While most of the memories from that season have become at least a bit faded, a few still stand out vividly.  The night of November 17, 2003, is one of them.  It was in retrospect one of the first instances of foreshadowing of just what sort of season it was going to be.  The Guru and I traveled into Madison Square Garden to see the then-5-4 Celts visit the hated Knicks, and the first half was one filled with enjoyment.  Vin Baker was beastly, and the Celtics held a 54-38 lead going into the half despite point guard Mike James' inability to hit the broad side of a barn (he went 1-for-9 for the game).  Long story short, the second half was catastrophic as the Celts completely melted, the Knicks stormed all the way back, the vaunted Michael Doleac hit the ultimate winning shot and Paul Pierce missed a desperation heave at the buzzer.  Knicks 89, Celtics 86,  Son of The Guru miserable, The Guru not much happier. 

But what did come out of that frustrating night at the Garden was our first chance in person to take a look at a certain rookie point guard, and for one night, we couldn't have been more excited about the youngster from UNLV.  He played just 20 minutes, but Marcus Banks looked electric while he was on the floor.  He sped through Knicks defenders for easy penetration into the lane that led to a couple of acrobatic lay-ups and six assists.  The defensive end was even more encouraging.  Banks pressured the Knicks' ball-handlers throughout his time on the floor, contested every shot and always seemed to be a step ahead of his man.  The highlight of the night was the neophyte rising up to block a shot on the right wing, sprinting to the baseline and diving out of bounds while successfully saving the ball back to a teammate.  We knew he needed to put in plenty of work on his shooting, but for a kid in the first month of his NBA career, it was an encouraging showing.

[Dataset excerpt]

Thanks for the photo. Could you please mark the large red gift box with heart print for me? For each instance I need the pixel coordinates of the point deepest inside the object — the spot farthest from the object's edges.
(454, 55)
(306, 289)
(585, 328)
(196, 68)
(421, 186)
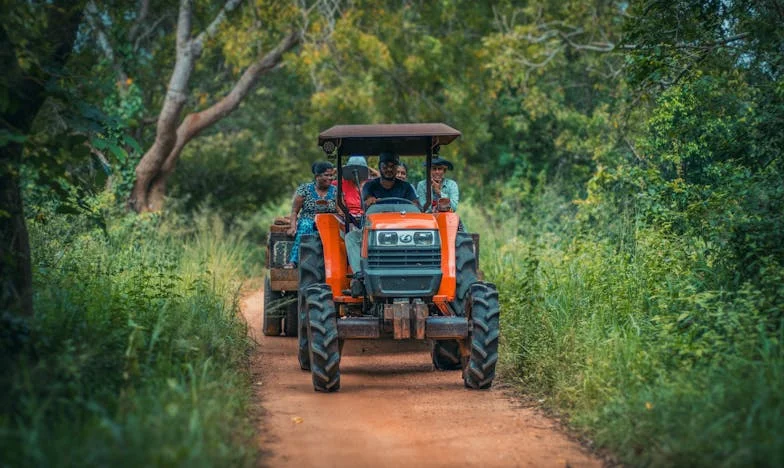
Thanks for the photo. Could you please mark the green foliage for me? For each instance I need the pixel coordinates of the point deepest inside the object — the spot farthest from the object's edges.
(136, 355)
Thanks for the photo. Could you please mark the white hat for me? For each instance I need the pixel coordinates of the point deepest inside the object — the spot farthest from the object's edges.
(355, 163)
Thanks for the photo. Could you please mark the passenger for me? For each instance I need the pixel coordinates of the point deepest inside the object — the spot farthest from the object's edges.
(402, 174)
(441, 187)
(385, 186)
(311, 198)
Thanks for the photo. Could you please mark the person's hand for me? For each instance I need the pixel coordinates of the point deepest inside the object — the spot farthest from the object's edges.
(437, 187)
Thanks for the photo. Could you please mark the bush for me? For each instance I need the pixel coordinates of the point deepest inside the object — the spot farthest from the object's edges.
(136, 355)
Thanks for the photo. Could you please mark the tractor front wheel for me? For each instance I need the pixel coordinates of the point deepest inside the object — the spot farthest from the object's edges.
(291, 320)
(303, 344)
(323, 338)
(446, 355)
(485, 311)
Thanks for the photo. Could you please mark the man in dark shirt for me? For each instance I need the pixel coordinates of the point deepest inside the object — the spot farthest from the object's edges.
(388, 185)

- [WORK TO BE COMPLETED]: Continue the recollection of the November 2003 Celtics-Knicks game and rookie Marcus Banks, starting right after its final sentence.

- [EXERCISE RESULT]:
Sadly, there haven't been too many more of those showings over the course of Banks' first five seasons in the league.  His youthful energy excited us in his first season, but it was all downhill from there.  Banks' poor shooting, his decision-making troubles at the point and his generally surly demeanor earned him a prime spot in Doc Rivers' doghouse at various times over the next two seasons.  By early 2006, he was on his way to Minnesota along with Blount, Davis and Justin Reed in the deal that brought Wally Szczerbiak to the Celtics.  In 40 games with Minnesota, Banks wasn't great by any stretch, but he looked improved enough (12 points and 4.7 assists per game, 47.9 percent field-goal shooting, 36.4 percent three-point shooting) to earn himself a raise and a contract through 2011 to back up Steve Nash in Phoenix. 

But it took the Suns just a season and a half to realize that Banks still couldn't shoot, still hadn't mastered running an offense in the pros, didn't seem all that interested in learning it and wasn't staying in great condition.  So he was sent packing again, this time to Miami in what has come to be known to very few as the Great Marcus Banks Trade also involving lesser-knowns such as Shawn Marion and Shaquille O'Neal.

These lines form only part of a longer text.